● WHAT THE EXERCISE ASKS: Extend the article on the McWade Productions foundry, writing the part that follows its final sentence.

The aluminium sand foundry area
McWade Productions have also invested in a sand reclamation and shakeout system
“Metal casting may be one of the oldest manufacturing methods used to create metal parts, but it is also yet another sector that can benefit from 3D printing. With the high costs involved in producing tooling aids like moulds, cores and patterns, 3D printing is already proving to be a worthwhile alternative to the conventional production of tooling for metal casting processes. Foundries are therefore increasingly adopting 3D printing into their workflows as a means of remaining competitive,” added Stopforth.
“We are also big on training and have adopted the NTIP student training initiative from its inception. On average we will train 13 students a year and we make sure that they are exposed to all areas of the foundry, the toolroom, machining, fabrication and assembly.”
“Our foreman in the toolroom is a product of this initiative. We could see that he had the ability and ambition to further himself and after being with us for three years as a student we took him on as a permanent staff member. His knowledge of CNC machines and the Edgecam machining programme that we use is very impressive,” said Stopforth.
Picking up the story Hindle explained: “For the majority of its history McWade Productions has concentrated on manufacturing and supplying product for the high voltage electrical transmission and distribution industry. One of our biggest clients is the SOE Eskom and it still remains so. However, through diversification of product mix in the foundry we have reduced our reliance on this industry. At one stage it accounted for 80% of our turnover but now it only accounts for 12%.”
A new addition to the laboratory is a Bruker Q2 spark spectrometer so that McWade Productions can formulate their own alloys
The 5-litre core shooter and gassing unit
“We have done this in a number of ways. About six years ago we absorbed another aluminium foundry into our business. This immediately added a whole host of components for the catering industry to the mix. We also actively pursued opportunities in the rail, food, agriculture and mining industries,” said Hindle.
“We now cast components, all in aluminium, such as bailer needles, fan blades, shafts for compaction units, swing trays for the aluminium smelters, meat saws, potato peelers, jaffle makers, plates for grillers and one of the more bizarre ones – components for the lowering mechanisms used in the burial industry.”
“We have also acquired various companies that manufactured similar or complementary components. These included Burcon Engineering, B Karg Engineering, Elbroc, CCL, Linegear 2000, Zodiac Engineering, Idube Electrical, Heron Engineering and Trugrid Sales.”

● DATASET SECTION:
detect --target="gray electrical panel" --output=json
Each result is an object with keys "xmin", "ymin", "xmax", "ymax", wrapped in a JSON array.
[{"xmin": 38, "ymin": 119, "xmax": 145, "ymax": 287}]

● TASK ANSWER:
“The acquisition of these companies has not only diversified our product range but also allowed us to manufacture components that we used to outsource. It has also diversified the materials that we beneficiate. For example, Trugrid Sales have for over 30 years designed and manufactured fiberglass structures and access systems, which are also part of the mix of products and components for the high voltage electrical transmission and distribution industry. Their products can also be found in many other industries as well.”
Acquisition of Babcock Ntuthuko Powerlines
“Our most recent investment has been the acquisition of Babcock Ntuthuko Powerlines.
Building ‘highways’ for power is the core of the business that has been established since 1954 and occupies a 39 000m² under-roof facility in Nigel, Gauteng, with a further 18 700m² under-crane externally at its disposal.”
Larger castings are machined in the machine shop
Large runs of aluminium castings are often the case for McWade Productions
“The business is a large manufacturer of transmission and distribution line hardware and forgings and includes manufacturing and testing.”
“Installed capacity is up to 120 tons per month of forged components for both powerline line hardware and third-party requirements in the mining, railway, automotive, marine and forestry sectors. McWade Productions requires a number of forged components for its products, so the new company – McWade Powerlines – will be able to supply these.”
“The company is very well equipped with the latest equipment for servicing the forging industry and providing the value-add services such as machining, toolroom, heat treatment and design.”
“Production equipment in the forge includes four banning pneumatic hammers with forces of 2000, 3500, 4000 and 6000 kg/m, including induction heating furnaces and trimming presses, one 250 ton horizontal forging machine, induction and gas fired heating furnaces, two shot blasting machines and fully automatic cold saws, a high volume billet cropper, two bench type MPI machines for crack detection, numerous eccentric and fly presses used for coining or manufacturing of forged bolts, nuts, U-bolts and other components, various metal finishing and deburring machines and three 620 CFM screw compressors with receivers.”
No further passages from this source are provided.